**Travail demandé**:
**A.** D'après le texte sur le SNIIRAM, expliquez en une à trois phrases pourquoi il a été décidé de ne pas fusionner les bases de données.
**B.** Restituez mot pour mot le passage du texte sur le SNIIRAM compris entre « Sur ce fondement, la » et « barrières et d'obstacles. », ces deux extrémités incluses.

La force de cette base est d'abord d'être un produit dérivé. Elle n'a pas été conçue à partir de rien : c'est un sous-produit du dispositif de liquidation des prestations d'assurance maladie. Le dispositif de feuilles de soins électroniques, mis en place au tournant des années 1995 avec la carte Sésame-Vitale et pensé pour améliorer les délais de remboursement des assurés, s'est révélé à même de nourrir un entrepôt de données d'une importance majeure.

Le dispositif s'est développé de manière très progressive. Dès 1997-1998, la Cour des comptes avait souligné dans son rapport sur la Sécurité sociale la richesse des bases de données partielles qui existaient alors, mais aussi leurs limites. La Cour avait également affirmé l'intérêt de construire des bases de données interrégimes, que l'ensemble des régimes d'assurance maladie viendraient alimenter.

Sur ce fondement, la loi de financement de la Sécurité sociale pour 1999 a prévu la mise en place d'un système national interrégimes d'assurance maladie – le SNIIRAM –, alimenté obligatoirement par l'ensemble des régimes d'assurance maladie. Ce système, véritable révolution copernicienne, s'est mis en place progressivement. Il a fallu trois ans pour qu'il commence à se constituer, et presque cinq ans pour qu'il entre réellement en fonction. Mais la décision du législateur a été déterminante pour permettre de franchir un certain nombre de barrières et d'obstacles.

Le système s'est peu à peu perfectionné dans plusieurs directions. Tout d'abord, la qualité des données s'est améliorée au fil du temps, même si des marges de progrès demeurent. Mais l'élément de progrès sans doute le plus important est le chaînage de l'entrepôt de données initial avec les données hospitalières issues du PMSI. Avec beaucoup d'intelligence, il a été décidé de ne pas fusionner les bases, ce qui aurait créé de sérieuses difficultés et abouti à un échec. Une solution pragmatique a été retenue, celle du chaînage, c'est-à-dire l'appariement des données à partir du numéro d'identification personnel. Cette étape, intervenue en 2009-2010, a été absolument déterminante. Elle a permis d'enrichir l'entrepôt de données et de donner une profondeur au parcours de soins des personnes, en ville et à l'hôpital. La finesse des données hospitalières, qui donnent des indications sur la pathologie traitée à l'hôpital, a permis de médicaliser davantage des données qui étaient auparavant administratives et de fournir des éclairages complémentaires sur les parcours de soins.

[Données extraites d'une collection]

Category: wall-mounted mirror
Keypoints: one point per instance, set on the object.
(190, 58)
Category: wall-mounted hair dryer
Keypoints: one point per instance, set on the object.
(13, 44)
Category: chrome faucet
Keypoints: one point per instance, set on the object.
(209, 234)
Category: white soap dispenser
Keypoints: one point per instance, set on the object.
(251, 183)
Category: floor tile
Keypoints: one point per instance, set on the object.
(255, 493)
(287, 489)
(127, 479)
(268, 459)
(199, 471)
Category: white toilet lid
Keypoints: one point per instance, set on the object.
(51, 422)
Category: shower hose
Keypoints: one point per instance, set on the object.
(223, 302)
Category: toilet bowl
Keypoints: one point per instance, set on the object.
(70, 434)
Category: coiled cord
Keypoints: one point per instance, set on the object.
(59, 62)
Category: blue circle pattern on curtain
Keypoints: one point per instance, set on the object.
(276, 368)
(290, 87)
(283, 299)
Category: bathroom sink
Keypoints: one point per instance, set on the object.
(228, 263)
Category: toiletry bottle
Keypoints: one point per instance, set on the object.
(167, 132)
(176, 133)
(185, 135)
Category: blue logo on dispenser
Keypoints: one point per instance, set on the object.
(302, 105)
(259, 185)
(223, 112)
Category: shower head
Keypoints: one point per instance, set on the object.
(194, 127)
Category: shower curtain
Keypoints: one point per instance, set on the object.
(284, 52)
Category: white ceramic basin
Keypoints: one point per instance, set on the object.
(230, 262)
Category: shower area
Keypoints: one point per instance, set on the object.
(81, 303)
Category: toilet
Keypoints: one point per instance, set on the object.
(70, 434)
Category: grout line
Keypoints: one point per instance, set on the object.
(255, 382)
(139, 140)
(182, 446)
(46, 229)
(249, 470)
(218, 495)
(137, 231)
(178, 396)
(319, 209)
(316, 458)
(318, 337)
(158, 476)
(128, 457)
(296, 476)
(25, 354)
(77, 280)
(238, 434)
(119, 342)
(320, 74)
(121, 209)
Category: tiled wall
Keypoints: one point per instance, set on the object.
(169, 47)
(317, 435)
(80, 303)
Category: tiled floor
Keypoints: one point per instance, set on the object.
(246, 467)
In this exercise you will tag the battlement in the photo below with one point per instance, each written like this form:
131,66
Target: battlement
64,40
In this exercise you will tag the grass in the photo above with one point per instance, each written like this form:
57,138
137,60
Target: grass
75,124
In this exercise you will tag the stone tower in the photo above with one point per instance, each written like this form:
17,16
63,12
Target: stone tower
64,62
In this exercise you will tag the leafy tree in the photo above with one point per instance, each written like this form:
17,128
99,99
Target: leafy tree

**Réponses par tâche**:
**A.** Fusionner les bases aurait créé de sérieuses difficultés et abouti à un échec. Une solution pragmatique a donc été retenue : le chaînage, c'est-à-dire l'appariement des données à partir du numéro d'identification personnel.

**B.**
Sur ce fondement, la loi de financement de la Sécurité sociale pour 1999 a prévu la mise en place d'un système national interrégimes d'assurance maladie – le SNIIRAM –, alimenté obligatoirement par l'ensemble des régimes d'assurance maladie. Ce système, véritable révolution copernicienne, s'est mis en place progressivement. Il a fallu trois ans pour qu'il commence à se constituer, et presque cinq ans pour qu'il entre réellement en fonction. Mais la décision du législateur a été déterminante pour permettre de franchir un certain nombre de barrières et d'obstacles.